[Document excerpt]
Item 1 Name and Address of Company
AlphaGen Intelligence Corp. (the "Company")
1930 - 1177 West Hastings Street
Vancouver, BC, V6E 4T5

Item 2 Date of Material Change
January 16, 2026

Item 3 News Release
The Company disseminated a news release announcing the material change described herein through the news dissemination services of Globe Newswire on January 16, 2026, and a copy was subsequently filed on SEDAR+.

Item 4 Summary of Material Change
The Company announced that it has closed its previously announced non-brokered private placement offering (the "Offering") with the issuance of 10,000,000 units of the Company (each, a "Unit") at a price of $0.25 per Unit for aggregate gross proceeds of $2,500,000.

Item 5 Full Description of Material Change

5.1 Full Description of Material Change
The Company announced that it has closed its previously announced Offering with the issuance of 10,000,000 Units at a price of $0.25 per Unit for aggregate gross proceeds of $2,500,000.

Each Unit consists of one (1) common share of the Company (each, a "Share") and one-half of one Share purchase warrant, with each whole Share purchase warrant ("Warrant") entitling the holder thereof to acquire one additional Share (each, a "Warrant Share") at a price of $0.40 per Warrant Share for a period of two years from the date of issuance.

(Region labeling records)
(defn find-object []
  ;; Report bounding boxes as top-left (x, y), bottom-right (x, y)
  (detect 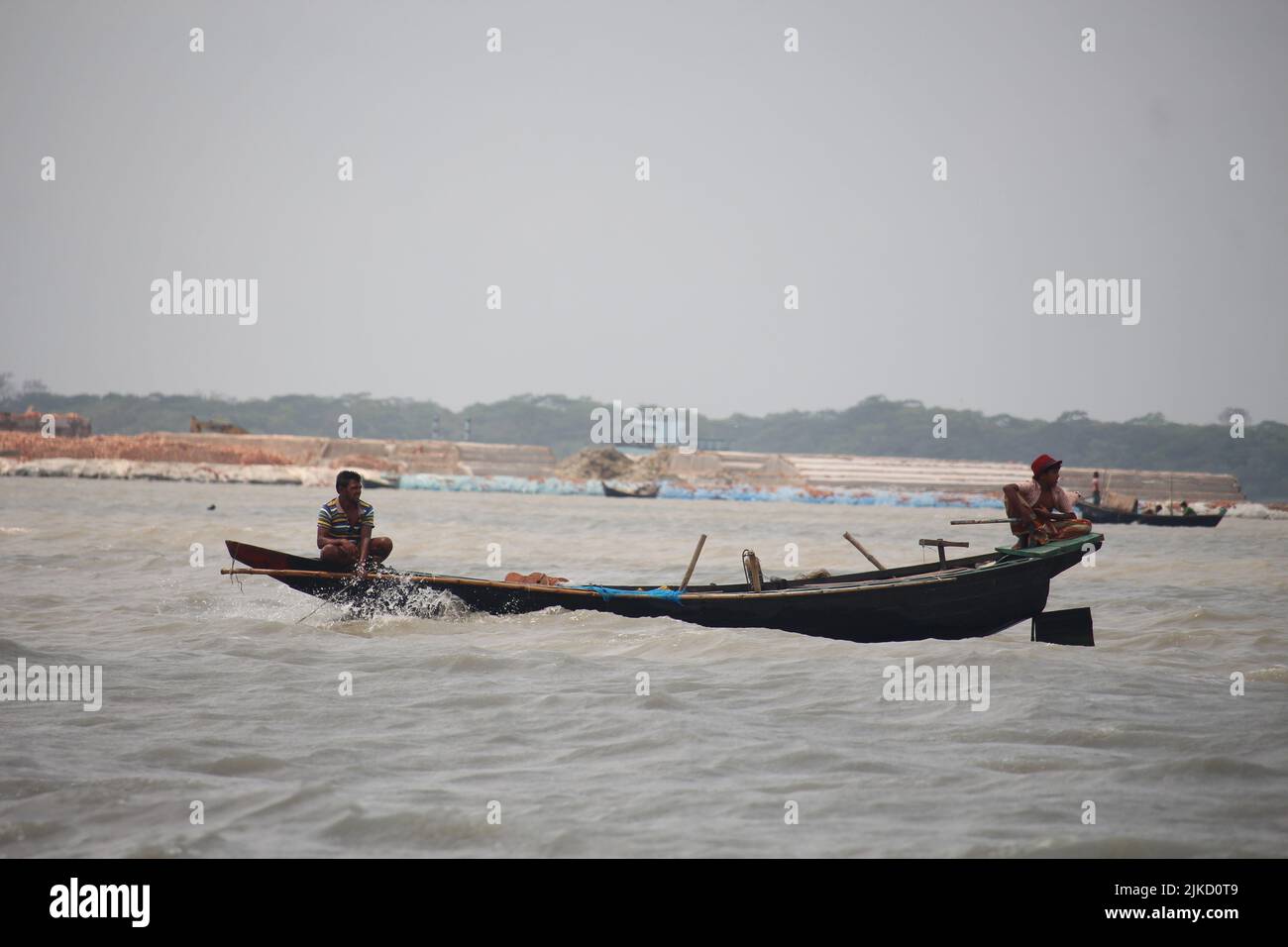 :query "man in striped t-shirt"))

top-left (318, 471), bottom-right (394, 578)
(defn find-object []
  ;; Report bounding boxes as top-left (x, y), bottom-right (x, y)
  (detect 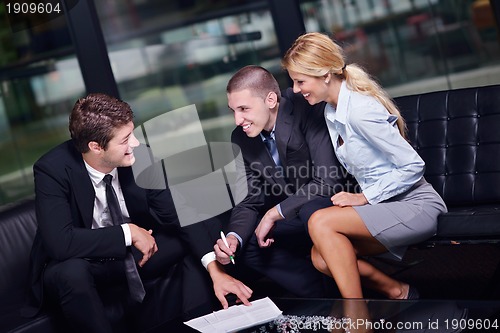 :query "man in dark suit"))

top-left (214, 66), bottom-right (343, 297)
top-left (31, 94), bottom-right (251, 332)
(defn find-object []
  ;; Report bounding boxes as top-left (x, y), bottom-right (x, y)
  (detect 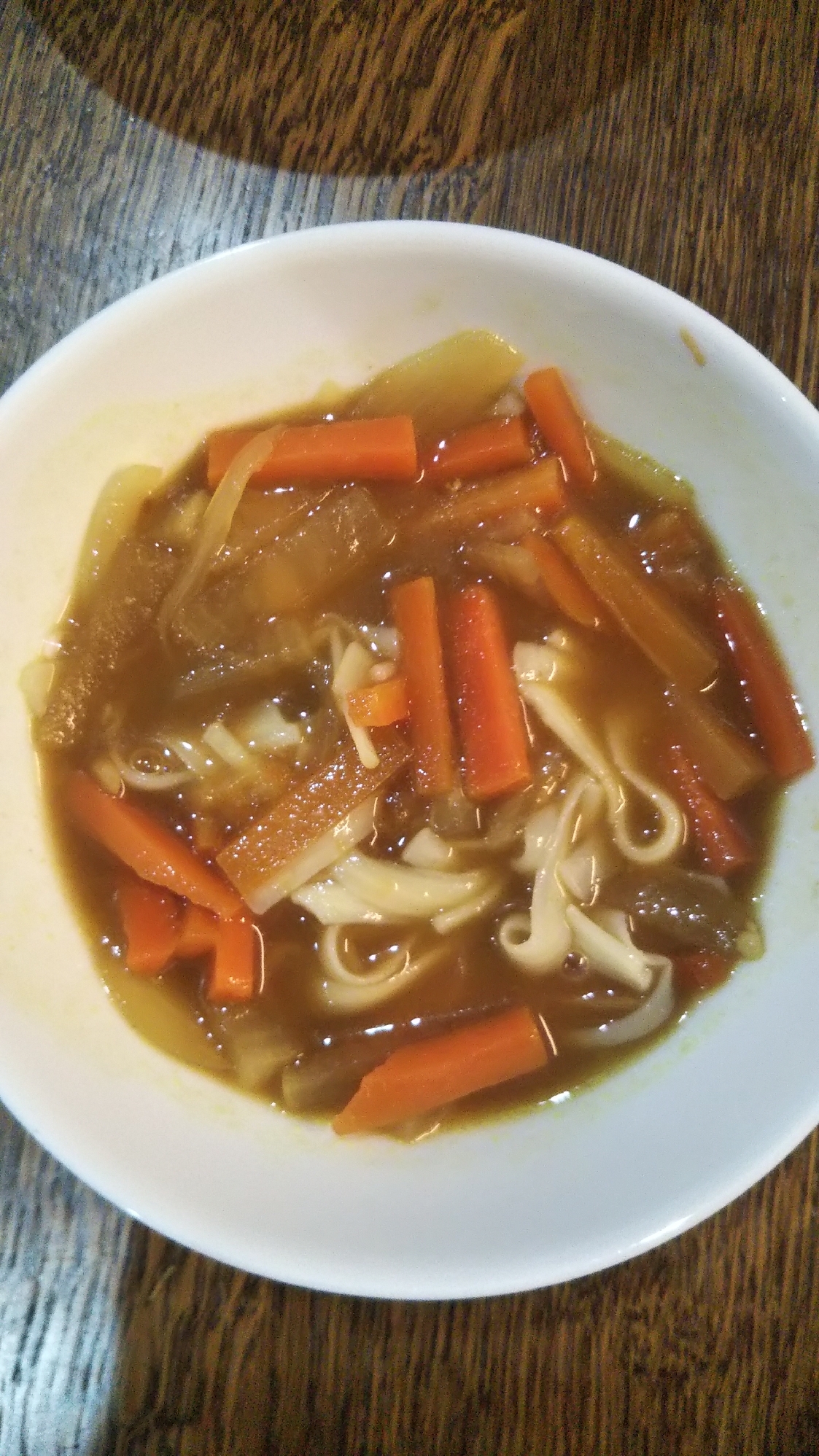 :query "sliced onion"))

top-left (111, 748), bottom-right (197, 793)
top-left (19, 657), bottom-right (55, 718)
top-left (241, 702), bottom-right (303, 752)
top-left (333, 854), bottom-right (497, 919)
top-left (333, 642), bottom-right (379, 768)
top-left (156, 425), bottom-right (283, 636)
top-left (245, 796), bottom-right (376, 914)
top-left (562, 962), bottom-right (675, 1051)
top-left (290, 878), bottom-right (392, 924)
top-left (498, 773), bottom-right (600, 976)
top-left (401, 825), bottom-right (457, 869)
top-left (203, 718), bottom-right (252, 768)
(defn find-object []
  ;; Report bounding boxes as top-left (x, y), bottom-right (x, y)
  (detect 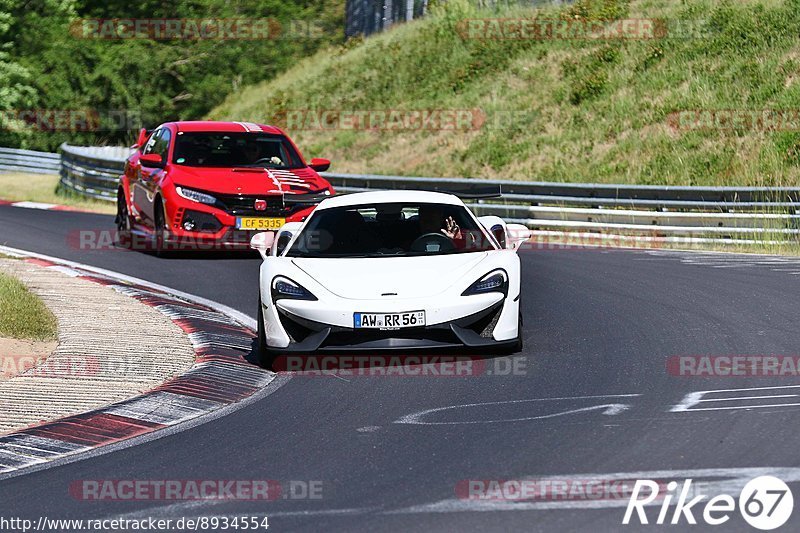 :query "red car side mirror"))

top-left (139, 154), bottom-right (165, 168)
top-left (308, 157), bottom-right (331, 172)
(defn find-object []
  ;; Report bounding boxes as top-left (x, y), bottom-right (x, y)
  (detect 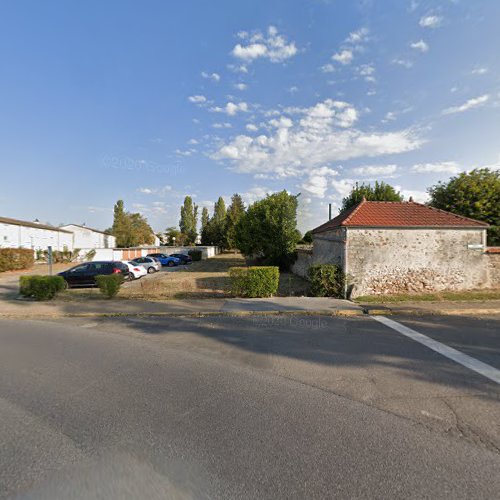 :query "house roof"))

[The task]
Reproduce the full material change report, word for word.

[Exercise answer]
Item 1 Name and Address of Company
AlphaGen Intelligence Corp. (the "Company")
1930 - 1177 West Hastings Street
Vancouver, BC, V6E 4T5

Item 2 Date of Material Change
January 16, 2026

Item 3 News Release
The Company disseminated a news release announcing the material change described herein through the news dissemination services of Globe Newswire on January 16, 2026, and a copy was subsequently filed on SEDAR+.

Item 4 Summary of Material Change
The Company announced that it has closed its previously announced non-brokered private placement offering (the "Offering") with the issuance of 10,000,000 units of the Company (each, a "Unit") at a price of $0.25 per Unit for aggregate gross proceeds of $2,500,000.

Item 5 Full Description of Material Change

5.1 Full Description of Material Change
The Company announced that it has closed its previously announced Offering with the issuance of 10,000,000 Units at a price of $0.25 per Unit for aggregate gross proceeds of $2,500,000.

Each Unit consists of one (1) common share of the Company (each, a "Share") and one-half of one Share purchase warrant, with each whole Share purchase warrant ("Warrant") entitling the holder thereof to acquire one additional Share (each, a "Warrant Share") at a price of $0.40 per Warrant Share for a period of two years from the date of issuance.